— What is needed —
Every line containing "terrain" should be copied out. Go through the entries and find them.

===== Data provided

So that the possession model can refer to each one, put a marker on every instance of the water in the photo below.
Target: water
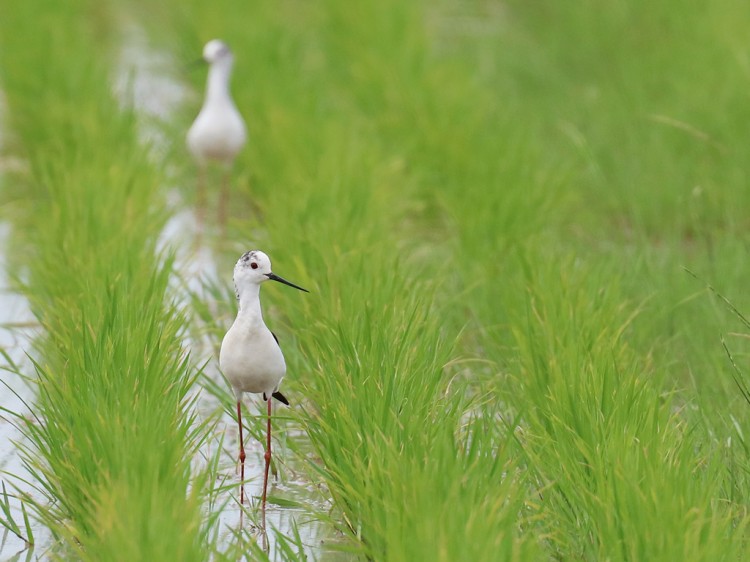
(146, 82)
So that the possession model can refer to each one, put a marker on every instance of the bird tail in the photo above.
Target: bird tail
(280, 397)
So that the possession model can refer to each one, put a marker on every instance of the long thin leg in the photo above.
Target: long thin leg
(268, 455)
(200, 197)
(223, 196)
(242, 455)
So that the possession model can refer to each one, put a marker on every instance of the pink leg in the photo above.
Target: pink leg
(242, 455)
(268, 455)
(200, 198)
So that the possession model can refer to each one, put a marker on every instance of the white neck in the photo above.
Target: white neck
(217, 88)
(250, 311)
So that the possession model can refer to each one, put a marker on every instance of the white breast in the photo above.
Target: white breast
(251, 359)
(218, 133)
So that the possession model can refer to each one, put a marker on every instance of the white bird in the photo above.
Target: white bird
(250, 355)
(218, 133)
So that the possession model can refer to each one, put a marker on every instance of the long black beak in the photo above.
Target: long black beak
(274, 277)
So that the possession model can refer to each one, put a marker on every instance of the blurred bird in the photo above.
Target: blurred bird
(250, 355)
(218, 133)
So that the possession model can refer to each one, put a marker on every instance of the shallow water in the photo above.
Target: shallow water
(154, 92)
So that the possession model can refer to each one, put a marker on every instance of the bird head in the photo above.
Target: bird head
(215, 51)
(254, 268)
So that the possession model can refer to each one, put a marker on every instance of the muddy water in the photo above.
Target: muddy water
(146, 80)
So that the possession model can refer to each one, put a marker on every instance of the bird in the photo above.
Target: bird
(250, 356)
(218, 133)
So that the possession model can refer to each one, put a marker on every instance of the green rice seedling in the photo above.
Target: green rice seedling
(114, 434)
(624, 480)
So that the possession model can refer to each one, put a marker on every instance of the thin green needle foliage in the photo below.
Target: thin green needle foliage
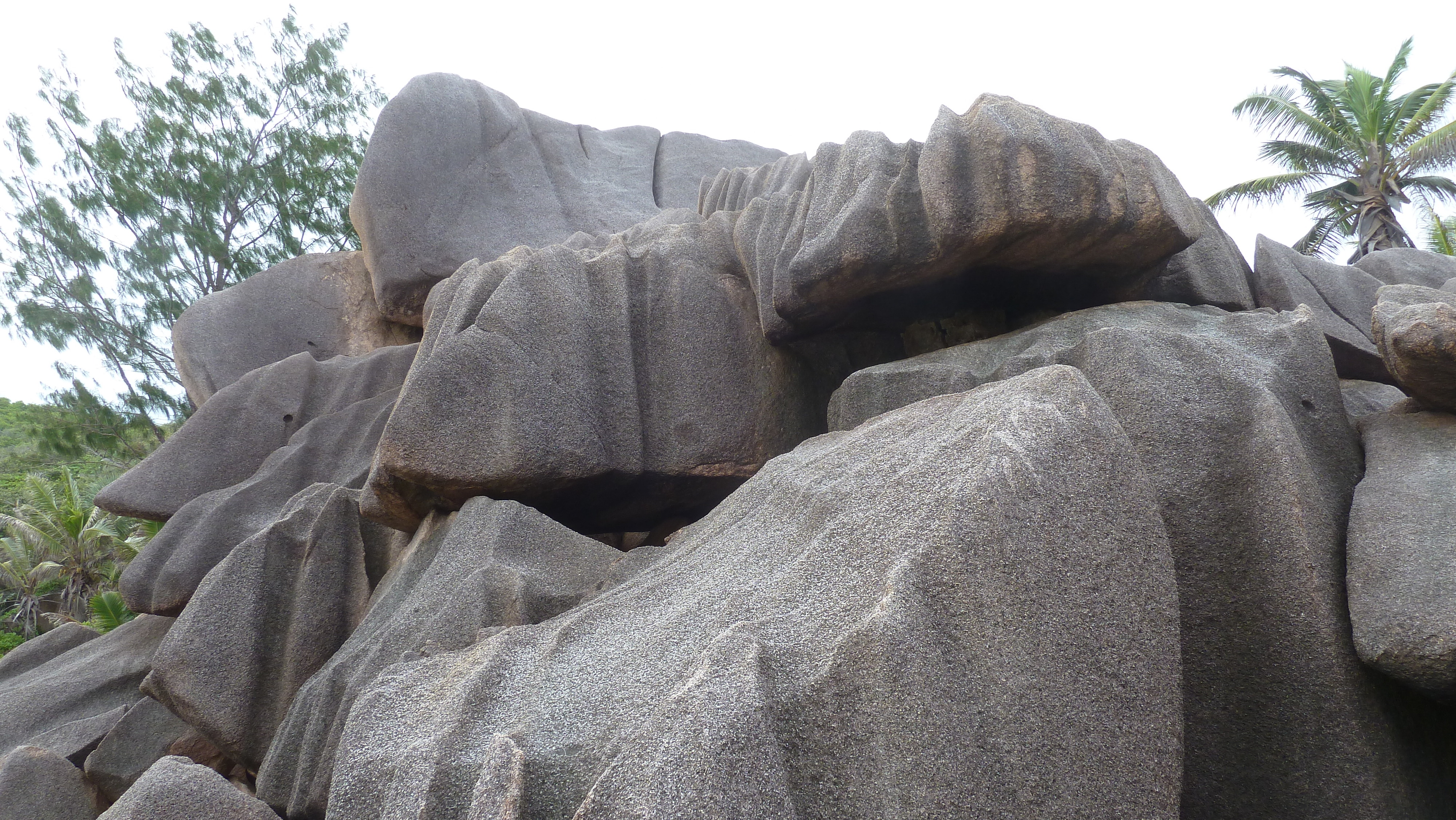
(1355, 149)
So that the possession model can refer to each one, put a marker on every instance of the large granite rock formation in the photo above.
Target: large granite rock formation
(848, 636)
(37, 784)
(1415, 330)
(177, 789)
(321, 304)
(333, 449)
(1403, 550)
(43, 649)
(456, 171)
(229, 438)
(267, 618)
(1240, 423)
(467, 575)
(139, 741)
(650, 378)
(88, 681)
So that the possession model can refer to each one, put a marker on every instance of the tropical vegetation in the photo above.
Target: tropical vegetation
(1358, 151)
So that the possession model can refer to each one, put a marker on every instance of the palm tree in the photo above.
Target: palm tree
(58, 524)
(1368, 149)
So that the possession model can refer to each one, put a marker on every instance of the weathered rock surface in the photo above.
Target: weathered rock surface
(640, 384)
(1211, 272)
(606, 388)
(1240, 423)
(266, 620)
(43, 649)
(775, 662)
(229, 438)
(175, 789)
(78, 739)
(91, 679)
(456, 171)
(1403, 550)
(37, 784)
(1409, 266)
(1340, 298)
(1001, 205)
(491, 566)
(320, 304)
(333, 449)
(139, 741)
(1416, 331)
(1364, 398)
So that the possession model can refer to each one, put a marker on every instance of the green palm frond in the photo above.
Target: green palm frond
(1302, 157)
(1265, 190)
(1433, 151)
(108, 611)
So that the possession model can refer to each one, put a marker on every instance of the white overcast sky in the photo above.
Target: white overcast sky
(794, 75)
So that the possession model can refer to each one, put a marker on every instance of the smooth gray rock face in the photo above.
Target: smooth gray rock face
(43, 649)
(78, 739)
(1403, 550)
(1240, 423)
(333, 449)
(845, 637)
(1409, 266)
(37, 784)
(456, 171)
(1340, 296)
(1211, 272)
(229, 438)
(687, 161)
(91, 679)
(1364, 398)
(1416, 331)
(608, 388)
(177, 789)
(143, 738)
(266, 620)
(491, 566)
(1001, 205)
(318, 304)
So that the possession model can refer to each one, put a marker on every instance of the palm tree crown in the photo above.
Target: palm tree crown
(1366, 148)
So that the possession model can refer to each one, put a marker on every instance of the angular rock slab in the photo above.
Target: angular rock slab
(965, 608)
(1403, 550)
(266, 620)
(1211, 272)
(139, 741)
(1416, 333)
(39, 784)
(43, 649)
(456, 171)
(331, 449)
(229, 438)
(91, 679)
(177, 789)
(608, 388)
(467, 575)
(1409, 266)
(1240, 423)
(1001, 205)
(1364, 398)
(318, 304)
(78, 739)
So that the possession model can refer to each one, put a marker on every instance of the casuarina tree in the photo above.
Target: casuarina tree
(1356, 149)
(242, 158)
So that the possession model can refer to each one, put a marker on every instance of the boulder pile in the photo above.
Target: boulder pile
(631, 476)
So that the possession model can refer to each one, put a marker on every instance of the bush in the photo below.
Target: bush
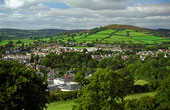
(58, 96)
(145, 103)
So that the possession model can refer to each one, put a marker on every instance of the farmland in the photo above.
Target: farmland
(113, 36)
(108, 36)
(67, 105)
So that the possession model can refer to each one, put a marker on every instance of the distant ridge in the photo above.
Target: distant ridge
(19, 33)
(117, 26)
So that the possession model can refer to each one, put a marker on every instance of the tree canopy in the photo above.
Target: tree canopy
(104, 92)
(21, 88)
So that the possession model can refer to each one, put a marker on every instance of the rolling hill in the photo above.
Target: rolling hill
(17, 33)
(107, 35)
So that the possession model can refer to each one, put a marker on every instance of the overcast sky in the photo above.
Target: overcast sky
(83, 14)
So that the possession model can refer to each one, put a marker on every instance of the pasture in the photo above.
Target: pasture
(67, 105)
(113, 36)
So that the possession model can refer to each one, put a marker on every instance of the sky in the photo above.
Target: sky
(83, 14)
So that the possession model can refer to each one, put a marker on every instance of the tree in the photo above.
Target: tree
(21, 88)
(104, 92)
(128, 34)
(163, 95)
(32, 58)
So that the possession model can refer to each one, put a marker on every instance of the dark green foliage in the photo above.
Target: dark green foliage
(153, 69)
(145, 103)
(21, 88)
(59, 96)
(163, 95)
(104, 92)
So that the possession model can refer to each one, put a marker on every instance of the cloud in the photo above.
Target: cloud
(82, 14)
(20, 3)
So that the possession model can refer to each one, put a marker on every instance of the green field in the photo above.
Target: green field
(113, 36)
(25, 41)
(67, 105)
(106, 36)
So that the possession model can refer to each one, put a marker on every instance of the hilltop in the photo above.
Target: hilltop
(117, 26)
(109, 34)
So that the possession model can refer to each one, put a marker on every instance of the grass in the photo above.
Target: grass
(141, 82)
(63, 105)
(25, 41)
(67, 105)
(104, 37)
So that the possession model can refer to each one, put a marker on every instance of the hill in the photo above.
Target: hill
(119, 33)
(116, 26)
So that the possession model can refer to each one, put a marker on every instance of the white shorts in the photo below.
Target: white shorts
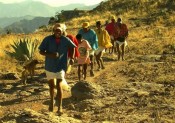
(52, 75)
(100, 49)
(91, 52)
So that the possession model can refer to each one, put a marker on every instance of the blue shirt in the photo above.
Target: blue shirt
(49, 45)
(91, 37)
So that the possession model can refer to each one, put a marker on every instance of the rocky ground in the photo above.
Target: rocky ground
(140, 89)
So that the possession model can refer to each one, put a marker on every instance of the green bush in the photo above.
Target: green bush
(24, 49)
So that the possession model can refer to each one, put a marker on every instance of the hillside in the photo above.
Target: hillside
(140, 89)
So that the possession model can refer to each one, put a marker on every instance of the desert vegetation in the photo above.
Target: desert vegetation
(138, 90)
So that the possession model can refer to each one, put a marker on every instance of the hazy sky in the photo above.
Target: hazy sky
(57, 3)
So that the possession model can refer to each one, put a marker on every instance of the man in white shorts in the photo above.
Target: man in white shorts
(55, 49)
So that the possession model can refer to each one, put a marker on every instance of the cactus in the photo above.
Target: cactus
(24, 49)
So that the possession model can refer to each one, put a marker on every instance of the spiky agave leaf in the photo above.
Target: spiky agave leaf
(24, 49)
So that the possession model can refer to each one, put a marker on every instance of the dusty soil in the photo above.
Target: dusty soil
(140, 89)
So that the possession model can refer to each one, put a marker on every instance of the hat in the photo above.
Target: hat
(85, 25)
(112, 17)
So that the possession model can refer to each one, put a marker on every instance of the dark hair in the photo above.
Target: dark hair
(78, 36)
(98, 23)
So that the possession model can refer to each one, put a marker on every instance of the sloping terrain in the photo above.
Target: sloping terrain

==========

— Result of the exercise —
So that the possession model can refer to each one, put a marker on every instance of the sloping terrain in the photo above.
Target: sloping terrain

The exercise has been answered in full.